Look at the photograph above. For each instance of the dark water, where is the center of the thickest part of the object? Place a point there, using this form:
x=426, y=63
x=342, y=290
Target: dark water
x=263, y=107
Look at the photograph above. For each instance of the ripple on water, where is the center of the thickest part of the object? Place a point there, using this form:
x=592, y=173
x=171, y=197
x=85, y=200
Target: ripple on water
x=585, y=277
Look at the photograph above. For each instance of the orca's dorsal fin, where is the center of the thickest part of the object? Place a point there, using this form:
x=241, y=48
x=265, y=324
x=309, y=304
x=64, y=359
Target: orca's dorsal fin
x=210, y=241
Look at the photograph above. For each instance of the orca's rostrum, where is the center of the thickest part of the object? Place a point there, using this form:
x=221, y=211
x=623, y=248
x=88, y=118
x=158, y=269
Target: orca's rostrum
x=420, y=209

################

Starting with the line that contains "x=623, y=248", restate every line up to and including the last one above, exactly.

x=623, y=248
x=88, y=118
x=158, y=269
Target: orca's rostrum
x=420, y=209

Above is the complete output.